# PASSAGE PROVIDED
***
From: Kenneth Whistler (kenw@sybase.com)
Date: Mon May 05 2008 - 18:12:57 CDT
Richard Wordingham wrote, regarding:
> > In other words, any piece of code is free to normalize.
>
> Although my reply is a bit late for immediate application, I have been
> assured that that is a fallacy for which I fell. An example of a piece of
> code that is not free to normalise is a routine performing compliant default
> upper-casing. Consider the recording of a no longer verifiable reading of a
> lower case alpha with a subscript iota.
[long complex example involving casing of alpha + iota subscript +
diacritic omitted]
> Presumably no Unicode-compliant process may assume that another process will
> perform default upper-casing compliantly!
Huh? Casing changes the interpretation of text, so it differs
significantly from canonical equivalence.
In general:
interpretation(X) = interpretation(NFC(X)) = interpretation(NFD(X))
But in general:
interpretation(X) != interpretation(toLowercase(X))
!= interpretation(toUppercase(X))
Of course there are many choices of X for which one or both
of those expressions may be equal, but in general a casing transformation
can (and often does) change the interpretation of text, in
the narrow sense of "interpretation" defined in the Unicode
conformance clauses.
So given that, it should not be surprising that it follows that:
interpretation(X) != interpretation(toUppercase(NFD(X)))
***
# RECORDED DATA
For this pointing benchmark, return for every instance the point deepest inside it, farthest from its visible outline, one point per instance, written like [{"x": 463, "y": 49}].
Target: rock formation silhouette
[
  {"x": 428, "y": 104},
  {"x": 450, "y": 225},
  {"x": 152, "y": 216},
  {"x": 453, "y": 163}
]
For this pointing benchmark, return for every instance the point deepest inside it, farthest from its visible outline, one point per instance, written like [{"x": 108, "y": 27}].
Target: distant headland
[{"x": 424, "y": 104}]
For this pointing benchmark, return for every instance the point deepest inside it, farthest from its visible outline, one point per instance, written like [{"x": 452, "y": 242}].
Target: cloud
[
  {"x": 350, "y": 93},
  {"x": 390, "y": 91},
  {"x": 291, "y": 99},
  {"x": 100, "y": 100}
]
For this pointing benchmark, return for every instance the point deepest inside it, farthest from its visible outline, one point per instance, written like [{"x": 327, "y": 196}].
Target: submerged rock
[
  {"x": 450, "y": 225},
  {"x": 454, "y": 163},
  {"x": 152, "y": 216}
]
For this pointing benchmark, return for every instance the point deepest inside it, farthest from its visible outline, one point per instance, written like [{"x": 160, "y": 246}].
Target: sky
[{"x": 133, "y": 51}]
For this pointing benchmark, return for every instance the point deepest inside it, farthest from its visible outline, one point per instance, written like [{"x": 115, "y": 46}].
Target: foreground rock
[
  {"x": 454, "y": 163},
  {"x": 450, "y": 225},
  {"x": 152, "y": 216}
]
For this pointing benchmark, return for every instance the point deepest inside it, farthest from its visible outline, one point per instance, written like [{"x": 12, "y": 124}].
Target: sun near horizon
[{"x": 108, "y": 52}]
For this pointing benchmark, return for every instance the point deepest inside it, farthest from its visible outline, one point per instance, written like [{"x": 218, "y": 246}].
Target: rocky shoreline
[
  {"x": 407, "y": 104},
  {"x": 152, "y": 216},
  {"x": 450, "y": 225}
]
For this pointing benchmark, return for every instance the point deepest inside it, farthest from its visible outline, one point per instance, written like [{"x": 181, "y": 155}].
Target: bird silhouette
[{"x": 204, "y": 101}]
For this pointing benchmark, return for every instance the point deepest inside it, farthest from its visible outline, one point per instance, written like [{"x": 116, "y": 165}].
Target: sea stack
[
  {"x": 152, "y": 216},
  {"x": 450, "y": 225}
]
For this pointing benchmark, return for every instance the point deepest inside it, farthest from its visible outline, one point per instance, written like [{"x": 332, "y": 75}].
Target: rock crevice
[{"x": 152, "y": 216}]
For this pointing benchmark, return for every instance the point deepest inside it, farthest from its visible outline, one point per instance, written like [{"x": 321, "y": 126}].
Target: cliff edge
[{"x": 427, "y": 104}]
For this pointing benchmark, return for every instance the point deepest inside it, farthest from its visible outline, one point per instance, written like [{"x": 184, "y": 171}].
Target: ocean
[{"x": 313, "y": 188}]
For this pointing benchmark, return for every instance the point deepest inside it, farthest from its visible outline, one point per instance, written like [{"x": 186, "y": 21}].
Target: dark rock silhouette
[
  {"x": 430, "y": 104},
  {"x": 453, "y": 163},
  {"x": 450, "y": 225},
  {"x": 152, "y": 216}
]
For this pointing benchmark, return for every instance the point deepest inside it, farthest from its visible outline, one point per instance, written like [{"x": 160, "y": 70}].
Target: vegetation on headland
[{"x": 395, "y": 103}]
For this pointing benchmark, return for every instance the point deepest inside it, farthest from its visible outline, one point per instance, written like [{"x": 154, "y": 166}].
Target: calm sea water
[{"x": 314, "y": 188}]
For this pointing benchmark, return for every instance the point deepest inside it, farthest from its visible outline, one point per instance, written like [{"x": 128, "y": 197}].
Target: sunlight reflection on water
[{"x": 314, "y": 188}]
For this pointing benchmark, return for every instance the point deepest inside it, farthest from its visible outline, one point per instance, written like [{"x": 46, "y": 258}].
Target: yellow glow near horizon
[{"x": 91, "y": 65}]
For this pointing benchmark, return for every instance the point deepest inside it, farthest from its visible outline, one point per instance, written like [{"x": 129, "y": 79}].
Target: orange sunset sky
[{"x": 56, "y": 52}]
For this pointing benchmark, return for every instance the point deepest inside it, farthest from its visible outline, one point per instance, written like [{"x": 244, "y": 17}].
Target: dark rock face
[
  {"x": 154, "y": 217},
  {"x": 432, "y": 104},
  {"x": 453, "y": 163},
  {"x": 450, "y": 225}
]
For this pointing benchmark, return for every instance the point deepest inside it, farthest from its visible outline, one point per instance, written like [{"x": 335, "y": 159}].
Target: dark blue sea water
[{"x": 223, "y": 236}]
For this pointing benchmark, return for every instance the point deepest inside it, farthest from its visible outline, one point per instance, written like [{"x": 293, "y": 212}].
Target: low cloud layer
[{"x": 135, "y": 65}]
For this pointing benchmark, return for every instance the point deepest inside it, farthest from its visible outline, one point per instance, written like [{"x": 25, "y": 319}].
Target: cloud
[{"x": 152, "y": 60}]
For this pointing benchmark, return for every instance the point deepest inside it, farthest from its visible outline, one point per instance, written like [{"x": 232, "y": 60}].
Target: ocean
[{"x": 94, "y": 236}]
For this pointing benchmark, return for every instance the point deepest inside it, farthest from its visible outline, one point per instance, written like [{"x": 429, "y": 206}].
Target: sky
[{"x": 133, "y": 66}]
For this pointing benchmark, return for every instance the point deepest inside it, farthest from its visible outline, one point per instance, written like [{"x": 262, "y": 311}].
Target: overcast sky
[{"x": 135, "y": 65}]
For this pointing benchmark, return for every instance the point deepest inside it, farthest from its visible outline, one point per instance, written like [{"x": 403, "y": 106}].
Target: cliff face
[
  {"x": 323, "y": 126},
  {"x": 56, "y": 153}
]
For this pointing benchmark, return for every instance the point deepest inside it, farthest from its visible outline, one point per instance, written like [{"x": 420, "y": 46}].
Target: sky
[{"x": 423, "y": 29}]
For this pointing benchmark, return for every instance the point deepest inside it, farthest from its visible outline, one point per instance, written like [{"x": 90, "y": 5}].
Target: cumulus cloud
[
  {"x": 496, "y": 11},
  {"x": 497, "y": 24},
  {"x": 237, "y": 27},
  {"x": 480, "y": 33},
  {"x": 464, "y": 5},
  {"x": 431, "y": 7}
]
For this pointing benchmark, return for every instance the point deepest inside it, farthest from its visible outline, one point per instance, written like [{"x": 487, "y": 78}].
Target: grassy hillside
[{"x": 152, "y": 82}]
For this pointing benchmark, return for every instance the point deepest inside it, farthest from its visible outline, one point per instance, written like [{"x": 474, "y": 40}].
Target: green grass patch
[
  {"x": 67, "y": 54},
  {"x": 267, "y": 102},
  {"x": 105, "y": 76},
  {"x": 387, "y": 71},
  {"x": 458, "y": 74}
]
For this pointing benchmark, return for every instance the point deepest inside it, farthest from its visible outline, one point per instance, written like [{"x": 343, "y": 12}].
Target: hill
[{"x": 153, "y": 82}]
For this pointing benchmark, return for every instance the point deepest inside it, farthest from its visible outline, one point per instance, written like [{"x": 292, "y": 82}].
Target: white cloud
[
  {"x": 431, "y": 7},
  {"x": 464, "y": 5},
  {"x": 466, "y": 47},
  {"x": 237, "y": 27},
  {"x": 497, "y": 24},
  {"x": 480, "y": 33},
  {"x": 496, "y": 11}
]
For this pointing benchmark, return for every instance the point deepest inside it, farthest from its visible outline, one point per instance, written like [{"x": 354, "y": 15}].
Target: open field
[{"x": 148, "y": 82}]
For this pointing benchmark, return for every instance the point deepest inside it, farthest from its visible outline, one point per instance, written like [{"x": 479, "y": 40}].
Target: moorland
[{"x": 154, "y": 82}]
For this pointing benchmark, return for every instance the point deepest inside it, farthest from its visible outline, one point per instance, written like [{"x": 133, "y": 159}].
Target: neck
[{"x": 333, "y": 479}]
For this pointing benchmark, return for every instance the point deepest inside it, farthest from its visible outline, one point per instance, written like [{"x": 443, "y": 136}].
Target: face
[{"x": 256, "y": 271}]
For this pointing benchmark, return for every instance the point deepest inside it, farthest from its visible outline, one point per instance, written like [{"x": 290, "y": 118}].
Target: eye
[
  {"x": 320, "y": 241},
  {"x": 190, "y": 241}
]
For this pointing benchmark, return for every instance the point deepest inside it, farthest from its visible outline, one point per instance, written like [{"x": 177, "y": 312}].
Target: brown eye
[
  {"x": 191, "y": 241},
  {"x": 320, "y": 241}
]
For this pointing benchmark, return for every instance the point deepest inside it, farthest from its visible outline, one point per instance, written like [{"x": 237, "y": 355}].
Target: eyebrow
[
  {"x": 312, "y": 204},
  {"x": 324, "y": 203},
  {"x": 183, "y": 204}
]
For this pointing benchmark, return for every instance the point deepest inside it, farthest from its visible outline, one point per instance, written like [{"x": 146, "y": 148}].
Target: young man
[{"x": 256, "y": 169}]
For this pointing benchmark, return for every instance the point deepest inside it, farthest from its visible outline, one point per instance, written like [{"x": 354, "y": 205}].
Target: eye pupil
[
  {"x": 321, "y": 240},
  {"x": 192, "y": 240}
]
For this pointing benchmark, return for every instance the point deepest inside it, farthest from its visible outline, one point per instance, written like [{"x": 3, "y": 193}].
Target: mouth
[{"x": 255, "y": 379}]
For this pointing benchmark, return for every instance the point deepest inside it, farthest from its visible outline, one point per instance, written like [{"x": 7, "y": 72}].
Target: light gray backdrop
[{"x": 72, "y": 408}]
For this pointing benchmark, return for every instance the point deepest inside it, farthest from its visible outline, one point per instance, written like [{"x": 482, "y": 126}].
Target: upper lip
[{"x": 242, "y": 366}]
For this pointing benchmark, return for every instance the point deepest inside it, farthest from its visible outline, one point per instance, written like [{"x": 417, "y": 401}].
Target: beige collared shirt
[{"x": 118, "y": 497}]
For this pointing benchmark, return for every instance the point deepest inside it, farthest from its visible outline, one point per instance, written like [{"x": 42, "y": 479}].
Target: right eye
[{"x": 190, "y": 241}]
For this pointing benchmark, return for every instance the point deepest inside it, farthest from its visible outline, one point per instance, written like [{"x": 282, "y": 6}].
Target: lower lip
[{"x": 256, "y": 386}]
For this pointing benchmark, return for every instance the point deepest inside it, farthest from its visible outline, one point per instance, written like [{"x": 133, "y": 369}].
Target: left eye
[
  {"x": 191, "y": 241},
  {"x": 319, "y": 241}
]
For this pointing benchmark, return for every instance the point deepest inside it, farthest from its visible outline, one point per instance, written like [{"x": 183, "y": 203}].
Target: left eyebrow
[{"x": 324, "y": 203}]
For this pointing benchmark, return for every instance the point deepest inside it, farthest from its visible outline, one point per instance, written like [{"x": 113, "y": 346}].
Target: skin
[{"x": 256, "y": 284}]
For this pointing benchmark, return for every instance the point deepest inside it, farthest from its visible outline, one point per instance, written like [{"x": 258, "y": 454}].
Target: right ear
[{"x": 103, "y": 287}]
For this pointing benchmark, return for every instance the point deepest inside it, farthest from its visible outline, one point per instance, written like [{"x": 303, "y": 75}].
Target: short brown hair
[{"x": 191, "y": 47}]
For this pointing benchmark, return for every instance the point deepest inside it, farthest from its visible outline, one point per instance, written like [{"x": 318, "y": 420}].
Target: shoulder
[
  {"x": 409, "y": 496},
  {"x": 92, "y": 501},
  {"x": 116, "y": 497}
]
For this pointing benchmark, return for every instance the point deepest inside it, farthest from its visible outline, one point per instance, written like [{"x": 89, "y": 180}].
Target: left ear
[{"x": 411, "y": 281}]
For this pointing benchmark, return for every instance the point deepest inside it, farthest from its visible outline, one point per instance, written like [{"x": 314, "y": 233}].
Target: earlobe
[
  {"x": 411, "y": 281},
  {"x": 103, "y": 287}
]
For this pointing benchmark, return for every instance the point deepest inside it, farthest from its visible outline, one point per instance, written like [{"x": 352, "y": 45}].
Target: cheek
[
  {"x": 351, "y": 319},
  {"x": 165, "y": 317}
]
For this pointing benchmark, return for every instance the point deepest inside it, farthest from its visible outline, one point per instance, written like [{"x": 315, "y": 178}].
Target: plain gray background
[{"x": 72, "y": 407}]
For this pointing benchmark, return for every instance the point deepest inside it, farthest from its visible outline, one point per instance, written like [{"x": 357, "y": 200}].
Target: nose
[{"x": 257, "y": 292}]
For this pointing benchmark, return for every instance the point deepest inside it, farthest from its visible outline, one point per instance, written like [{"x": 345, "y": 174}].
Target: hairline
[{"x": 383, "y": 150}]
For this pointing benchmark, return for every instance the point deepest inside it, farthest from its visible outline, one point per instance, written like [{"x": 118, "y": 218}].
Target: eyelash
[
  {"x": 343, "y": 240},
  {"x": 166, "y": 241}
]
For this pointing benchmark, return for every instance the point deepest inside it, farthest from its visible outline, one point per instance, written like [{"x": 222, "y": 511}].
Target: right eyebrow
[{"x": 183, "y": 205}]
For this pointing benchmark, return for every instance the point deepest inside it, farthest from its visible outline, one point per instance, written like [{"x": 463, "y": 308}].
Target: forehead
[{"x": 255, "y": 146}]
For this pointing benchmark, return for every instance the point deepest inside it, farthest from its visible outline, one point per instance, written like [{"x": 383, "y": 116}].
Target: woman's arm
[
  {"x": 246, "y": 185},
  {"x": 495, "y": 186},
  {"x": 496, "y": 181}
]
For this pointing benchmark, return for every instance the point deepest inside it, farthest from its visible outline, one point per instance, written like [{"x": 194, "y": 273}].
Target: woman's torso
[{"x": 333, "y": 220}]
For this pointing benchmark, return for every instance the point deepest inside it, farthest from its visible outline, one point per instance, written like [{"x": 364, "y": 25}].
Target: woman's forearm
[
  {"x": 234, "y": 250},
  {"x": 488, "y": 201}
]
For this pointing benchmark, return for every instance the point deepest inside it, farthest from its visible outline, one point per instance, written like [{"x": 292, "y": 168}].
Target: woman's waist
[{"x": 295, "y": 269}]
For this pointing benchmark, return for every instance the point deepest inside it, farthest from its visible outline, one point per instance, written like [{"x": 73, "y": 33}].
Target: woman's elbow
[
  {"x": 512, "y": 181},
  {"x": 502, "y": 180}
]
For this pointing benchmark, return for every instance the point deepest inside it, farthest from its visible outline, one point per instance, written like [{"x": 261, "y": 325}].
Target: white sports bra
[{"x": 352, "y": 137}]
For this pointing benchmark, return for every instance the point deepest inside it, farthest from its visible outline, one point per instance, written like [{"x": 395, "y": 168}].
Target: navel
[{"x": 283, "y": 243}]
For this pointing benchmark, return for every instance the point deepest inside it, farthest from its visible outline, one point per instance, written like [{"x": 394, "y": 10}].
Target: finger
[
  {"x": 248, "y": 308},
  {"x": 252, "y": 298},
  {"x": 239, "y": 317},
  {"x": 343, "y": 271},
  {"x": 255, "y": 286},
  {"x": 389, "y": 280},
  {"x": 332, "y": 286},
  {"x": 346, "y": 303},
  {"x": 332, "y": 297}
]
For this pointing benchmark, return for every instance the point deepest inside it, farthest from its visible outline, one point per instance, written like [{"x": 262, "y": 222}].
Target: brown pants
***
# PROBLEMS TO WORK ON
#1 Extract every line of the entries that contains the string "cloud". Case counts, so match capitals and lowercase letters precisely.
#2 Write the next part of the message on casing and Unicode normalization, picking up after its final line.

# RESPONSES BY TASK
#1
Target: cloud
Target: low cloud layer
Target: cloud
Target: cumulus cloud
Target: white cloud

#2
> Is there some subtlety here? Perhaps in what constitutes a process?
There are myriad types of text processes. Many of them do not
maintain text "interpretation" in the narrow sense -- they
are *intended* to change things.
This differs from (canonical) normalization, which by definition
does not change the "interpretation" of text. For the purposes
of conformance per se, if I hand you X and you hand me back
NFC(X) or NFD(X), then you have handed me back text intended
to have the same "interpretation". It may not be *identical*
text, of course, because the sequence of code points could
be different, and the length of the text may be different,
but its interpretation should be the same.
Once you start applying casing operations, you no longer have
that claim to same interpretation. I may recognize that you
have properly cased a string according to the default casing
rules (in which instance you can validly claim conformance to
those casing rules), or I may, with your agreement, recognize
that you have applied *other* casing rules, including whatever
conventions you want to put in effect about expanding diacritics
across 1 <--> 2 casing transforms, but what I won't see is
you handing me back text with the *same* (Unicode) interpretation under
such transforms. And any neutral third party (other implementation)
should agree with those conclusions, as well, if they have
properly implemented Unicode normalization.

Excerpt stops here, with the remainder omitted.